> **Given data**
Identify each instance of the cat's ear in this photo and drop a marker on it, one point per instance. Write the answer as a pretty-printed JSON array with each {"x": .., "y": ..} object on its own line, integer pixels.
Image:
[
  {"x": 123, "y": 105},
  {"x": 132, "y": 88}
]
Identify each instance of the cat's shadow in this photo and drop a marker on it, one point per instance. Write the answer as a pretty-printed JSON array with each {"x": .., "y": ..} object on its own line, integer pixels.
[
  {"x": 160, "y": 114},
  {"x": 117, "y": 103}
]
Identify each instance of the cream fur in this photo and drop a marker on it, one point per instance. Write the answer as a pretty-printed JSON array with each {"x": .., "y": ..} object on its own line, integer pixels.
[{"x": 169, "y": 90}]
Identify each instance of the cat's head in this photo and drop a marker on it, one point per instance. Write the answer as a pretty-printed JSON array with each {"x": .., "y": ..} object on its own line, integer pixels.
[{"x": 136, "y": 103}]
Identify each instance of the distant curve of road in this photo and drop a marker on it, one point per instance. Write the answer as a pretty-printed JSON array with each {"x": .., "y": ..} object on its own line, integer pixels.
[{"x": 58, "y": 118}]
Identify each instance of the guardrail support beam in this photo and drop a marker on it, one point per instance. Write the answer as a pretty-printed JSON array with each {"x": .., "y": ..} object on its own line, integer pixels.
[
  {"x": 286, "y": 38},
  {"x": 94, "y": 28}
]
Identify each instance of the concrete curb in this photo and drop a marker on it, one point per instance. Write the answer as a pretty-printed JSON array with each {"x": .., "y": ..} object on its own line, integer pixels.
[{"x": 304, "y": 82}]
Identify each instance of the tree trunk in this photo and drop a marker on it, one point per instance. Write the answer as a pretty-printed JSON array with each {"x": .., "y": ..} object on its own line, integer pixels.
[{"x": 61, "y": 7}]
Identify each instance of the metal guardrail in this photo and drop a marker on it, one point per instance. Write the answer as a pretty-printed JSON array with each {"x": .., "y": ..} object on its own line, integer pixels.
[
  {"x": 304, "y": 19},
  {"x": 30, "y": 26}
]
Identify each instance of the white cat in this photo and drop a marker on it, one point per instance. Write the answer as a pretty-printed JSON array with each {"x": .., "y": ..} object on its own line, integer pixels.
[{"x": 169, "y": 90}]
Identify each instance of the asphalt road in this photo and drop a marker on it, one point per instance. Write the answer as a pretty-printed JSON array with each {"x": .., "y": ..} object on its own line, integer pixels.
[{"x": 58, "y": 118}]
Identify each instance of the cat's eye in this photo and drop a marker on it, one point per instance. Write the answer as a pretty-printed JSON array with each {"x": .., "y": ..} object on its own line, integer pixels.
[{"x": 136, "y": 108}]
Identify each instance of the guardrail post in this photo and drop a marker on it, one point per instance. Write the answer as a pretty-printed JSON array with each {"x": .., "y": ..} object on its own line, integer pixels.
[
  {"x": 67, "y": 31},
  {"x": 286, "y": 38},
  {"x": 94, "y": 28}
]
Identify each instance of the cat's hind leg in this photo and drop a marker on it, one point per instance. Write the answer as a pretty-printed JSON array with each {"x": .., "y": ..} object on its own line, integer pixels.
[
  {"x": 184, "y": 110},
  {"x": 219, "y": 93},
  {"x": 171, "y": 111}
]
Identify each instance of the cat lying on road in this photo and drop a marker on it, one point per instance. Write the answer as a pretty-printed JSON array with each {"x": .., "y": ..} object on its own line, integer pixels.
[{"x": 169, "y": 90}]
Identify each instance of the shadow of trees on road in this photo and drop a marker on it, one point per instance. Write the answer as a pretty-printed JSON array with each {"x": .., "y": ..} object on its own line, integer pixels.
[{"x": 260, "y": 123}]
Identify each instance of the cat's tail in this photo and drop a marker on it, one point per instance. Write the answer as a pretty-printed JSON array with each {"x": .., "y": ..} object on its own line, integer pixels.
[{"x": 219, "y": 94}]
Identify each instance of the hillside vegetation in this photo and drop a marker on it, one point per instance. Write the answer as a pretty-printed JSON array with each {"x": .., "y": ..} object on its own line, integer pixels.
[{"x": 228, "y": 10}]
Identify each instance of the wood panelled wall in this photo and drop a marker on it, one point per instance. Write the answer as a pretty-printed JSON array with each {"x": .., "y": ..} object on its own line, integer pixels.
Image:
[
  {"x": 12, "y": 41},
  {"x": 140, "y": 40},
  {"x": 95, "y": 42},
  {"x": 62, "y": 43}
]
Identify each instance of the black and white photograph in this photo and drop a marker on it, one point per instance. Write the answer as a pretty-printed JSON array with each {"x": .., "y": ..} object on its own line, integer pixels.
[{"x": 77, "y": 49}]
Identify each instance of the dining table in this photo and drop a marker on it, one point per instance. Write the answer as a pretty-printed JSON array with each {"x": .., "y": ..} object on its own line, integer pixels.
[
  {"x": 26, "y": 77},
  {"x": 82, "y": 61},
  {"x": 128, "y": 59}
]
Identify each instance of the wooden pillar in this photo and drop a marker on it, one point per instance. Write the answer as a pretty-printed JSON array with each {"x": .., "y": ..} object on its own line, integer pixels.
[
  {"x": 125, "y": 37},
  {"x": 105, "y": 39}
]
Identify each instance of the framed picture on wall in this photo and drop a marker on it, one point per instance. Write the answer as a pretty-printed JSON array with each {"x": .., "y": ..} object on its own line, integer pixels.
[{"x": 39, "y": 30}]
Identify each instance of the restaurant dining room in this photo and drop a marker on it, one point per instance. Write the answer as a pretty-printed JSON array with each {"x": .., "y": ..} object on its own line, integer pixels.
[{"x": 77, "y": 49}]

> **What you should do**
Copy the records above from the line containing "Identify each instance of the dining" through the end of the records, keeping every request line unchanged. In the answers, multiply each x and y coordinate by 0.3 and round it to a whole number, with halves rounded up.

> **Written answer**
Identify each instance of the dining table in this photo and drop a marker on it, one point per instance. Write the answer as a pretty-printed JSON array with each {"x": .., "y": ..} object on its own line, integer pixels.
[
  {"x": 8, "y": 23},
  {"x": 25, "y": 18},
  {"x": 38, "y": 18}
]
Identify each instance of the wooden pillar in this photo and drop a marker on it, one point per instance. Write the answer as a pretty-printed JSON array with each {"x": .., "y": ..} object on its own line, integer pixels.
[
  {"x": 38, "y": 11},
  {"x": 32, "y": 12}
]
Identify each instance of the framed picture on wall in this photo and drop a marker on it, one point per instance. Write the answer as a pretty-printed JSON array with each {"x": .., "y": ..} object on its own line, integer pixels.
[{"x": 12, "y": 9}]
Identify each instance of the restaurant dining room in this photo and drop a marker on it, one point per instance. Write the answer as a pretty-printed JSON array with each {"x": .., "y": ..} object on its own line, integer pixels.
[{"x": 23, "y": 15}]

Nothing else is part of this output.